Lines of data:
********************
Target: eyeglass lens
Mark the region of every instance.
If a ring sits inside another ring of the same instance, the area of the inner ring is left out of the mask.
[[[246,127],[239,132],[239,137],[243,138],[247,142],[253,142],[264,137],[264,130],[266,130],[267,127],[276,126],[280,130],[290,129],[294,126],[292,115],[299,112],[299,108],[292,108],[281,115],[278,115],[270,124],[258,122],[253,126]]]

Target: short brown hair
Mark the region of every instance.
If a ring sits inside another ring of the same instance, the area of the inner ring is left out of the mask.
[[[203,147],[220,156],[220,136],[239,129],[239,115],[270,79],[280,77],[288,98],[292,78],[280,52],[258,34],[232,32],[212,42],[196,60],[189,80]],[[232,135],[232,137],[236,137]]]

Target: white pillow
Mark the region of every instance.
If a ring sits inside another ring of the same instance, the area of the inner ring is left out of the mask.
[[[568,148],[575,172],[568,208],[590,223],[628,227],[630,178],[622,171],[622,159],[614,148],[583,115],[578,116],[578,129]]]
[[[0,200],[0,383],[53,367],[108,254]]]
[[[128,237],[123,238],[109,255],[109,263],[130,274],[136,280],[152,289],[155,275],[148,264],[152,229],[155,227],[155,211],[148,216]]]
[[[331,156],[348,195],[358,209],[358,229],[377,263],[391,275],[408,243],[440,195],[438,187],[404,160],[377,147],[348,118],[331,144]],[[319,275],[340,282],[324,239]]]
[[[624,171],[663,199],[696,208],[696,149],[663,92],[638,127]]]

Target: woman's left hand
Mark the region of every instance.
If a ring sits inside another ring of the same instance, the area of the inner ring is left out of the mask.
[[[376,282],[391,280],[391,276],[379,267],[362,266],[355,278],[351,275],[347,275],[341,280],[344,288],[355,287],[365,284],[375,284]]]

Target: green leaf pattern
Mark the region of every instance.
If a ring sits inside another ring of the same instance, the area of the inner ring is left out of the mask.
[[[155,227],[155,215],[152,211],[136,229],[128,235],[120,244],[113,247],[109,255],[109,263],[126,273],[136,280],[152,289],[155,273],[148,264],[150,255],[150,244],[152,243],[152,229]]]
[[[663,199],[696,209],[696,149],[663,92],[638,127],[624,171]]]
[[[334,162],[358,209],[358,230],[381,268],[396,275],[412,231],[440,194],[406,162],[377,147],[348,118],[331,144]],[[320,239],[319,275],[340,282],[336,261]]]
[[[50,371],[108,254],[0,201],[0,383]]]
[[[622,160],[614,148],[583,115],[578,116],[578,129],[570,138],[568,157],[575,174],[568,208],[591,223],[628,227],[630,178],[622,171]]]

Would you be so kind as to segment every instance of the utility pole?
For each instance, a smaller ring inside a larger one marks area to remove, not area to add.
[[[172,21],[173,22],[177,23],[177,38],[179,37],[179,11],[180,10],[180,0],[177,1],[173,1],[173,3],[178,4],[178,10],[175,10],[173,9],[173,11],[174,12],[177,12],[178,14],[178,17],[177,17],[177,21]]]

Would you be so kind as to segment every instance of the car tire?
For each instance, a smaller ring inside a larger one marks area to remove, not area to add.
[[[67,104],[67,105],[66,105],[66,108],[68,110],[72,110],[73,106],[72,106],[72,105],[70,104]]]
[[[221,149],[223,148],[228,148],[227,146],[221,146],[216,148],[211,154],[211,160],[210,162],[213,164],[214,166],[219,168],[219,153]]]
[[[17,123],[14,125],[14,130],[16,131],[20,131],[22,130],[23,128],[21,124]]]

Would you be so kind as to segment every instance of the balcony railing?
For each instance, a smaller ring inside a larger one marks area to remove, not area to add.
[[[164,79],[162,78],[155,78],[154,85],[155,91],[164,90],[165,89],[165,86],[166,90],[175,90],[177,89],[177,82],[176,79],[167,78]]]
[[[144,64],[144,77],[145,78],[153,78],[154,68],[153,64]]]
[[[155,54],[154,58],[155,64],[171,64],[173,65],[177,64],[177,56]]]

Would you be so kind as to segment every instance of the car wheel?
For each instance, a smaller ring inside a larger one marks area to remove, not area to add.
********************
Task requirements: Update the rows above by putting "Outline the area" wherever "Mark the region" appears. Keep everything else the same.

Solved exercise:
Target: eyeglass lens
Outline the area of every instance.
If a ring sits inside another ring of the same instance, the area of the inner ring is left out of the mask.
[[[246,127],[239,132],[239,137],[243,138],[247,142],[253,142],[264,137],[264,130],[266,130],[267,127],[276,126],[280,130],[290,129],[294,126],[292,115],[299,112],[299,108],[292,108],[281,115],[278,115],[270,124],[258,122],[253,126]]]

Target: short brown hair
Outline the area of every instance.
If a ring sits inside another ring of the same instance, the area of the inner ring is left out of the mask.
[[[203,147],[220,156],[220,136],[239,129],[239,115],[270,79],[280,77],[288,98],[292,78],[280,52],[258,34],[232,32],[212,42],[196,60],[189,80]],[[232,135],[232,137],[236,137]]]

Target: white pillow
Outline the area of every instance.
If a ring sits inside another ring of the same instance, the area of the inner ring is left out of the mask.
[[[568,148],[575,172],[568,208],[590,223],[628,227],[630,178],[622,171],[622,159],[614,148],[583,115],[578,116],[578,129]]]
[[[0,200],[0,383],[53,367],[108,254]]]
[[[128,237],[123,238],[109,255],[109,263],[130,274],[136,280],[152,289],[155,275],[148,264],[152,229],[155,227],[155,211],[148,216]]]
[[[331,156],[348,195],[358,209],[358,229],[377,263],[391,275],[408,243],[440,195],[438,187],[404,160],[377,147],[348,118],[331,144]],[[319,275],[340,282],[324,239]]]
[[[624,171],[663,199],[696,208],[696,149],[663,92],[638,127]]]

Target: woman's left hand
Outline the area of every instance.
If a ring sits inside another ring of the same instance, the area of the inner ring is left out of the mask.
[[[376,282],[391,280],[391,276],[379,267],[362,266],[355,278],[351,275],[347,275],[341,280],[344,288],[355,287],[365,284],[375,284]]]

Target: green leaf pattern
Outline the area of every instance.
If a ring sits inside another ring of the same instance, the area of the inner ring is left out of the mask.
[[[155,227],[155,215],[152,211],[136,229],[128,235],[120,244],[113,247],[109,255],[109,263],[126,273],[136,280],[152,289],[155,273],[148,264],[150,255],[150,244],[152,243],[152,229]]]
[[[663,199],[696,209],[696,149],[663,92],[638,127],[624,171]]]
[[[334,162],[358,209],[358,230],[381,268],[396,275],[412,231],[440,194],[406,162],[377,147],[348,118],[331,144]],[[320,239],[319,275],[340,282],[336,261]]]
[[[50,371],[108,254],[0,201],[0,383]]]
[[[622,160],[614,148],[583,115],[578,116],[578,129],[570,138],[568,157],[575,174],[568,208],[591,223],[628,227],[630,178],[622,171]]]

Would you be so kind as to segment every instance of the utility pole?
For each instance, a smaller ring inside a larger one marks area to remove, not area to add.
[[[172,21],[173,22],[177,23],[177,38],[179,37],[179,11],[180,10],[180,0],[177,1],[173,1],[173,3],[178,4],[178,10],[175,10],[173,9],[173,11],[174,12],[177,12],[178,14],[178,17],[177,17],[177,21]]]

Would you be so kind as to segment every instance of the car tire?
For each instance, a smaller ring inside a larger one marks area to remove, not area to add.
[[[67,104],[67,105],[66,105],[66,108],[68,110],[72,110],[73,106],[72,106],[72,105],[70,104]]]
[[[221,149],[223,148],[228,148],[227,146],[221,146],[216,148],[211,154],[211,160],[210,162],[213,164],[214,166],[219,168],[219,153]]]
[[[17,123],[14,125],[14,130],[16,131],[20,131],[22,130],[23,128],[21,124]]]

Would you be so kind as to segment every instance of the balcony railing?
For each instance, a smaller ring inside a larger one marks area to remove, not area to add.
[[[164,79],[162,78],[155,78],[154,85],[155,91],[164,90],[165,89],[165,86],[166,90],[175,90],[177,89],[177,82],[176,79],[167,78]]]
[[[144,64],[144,77],[145,78],[153,78],[154,68],[153,64]]]
[[[155,54],[154,58],[155,64],[171,64],[173,65],[177,64],[177,56]]]

Would you be so kind as to segment every instance of the car wheel?
For each instance, a smaller ring inside a larger one marks area to remove, not area to add.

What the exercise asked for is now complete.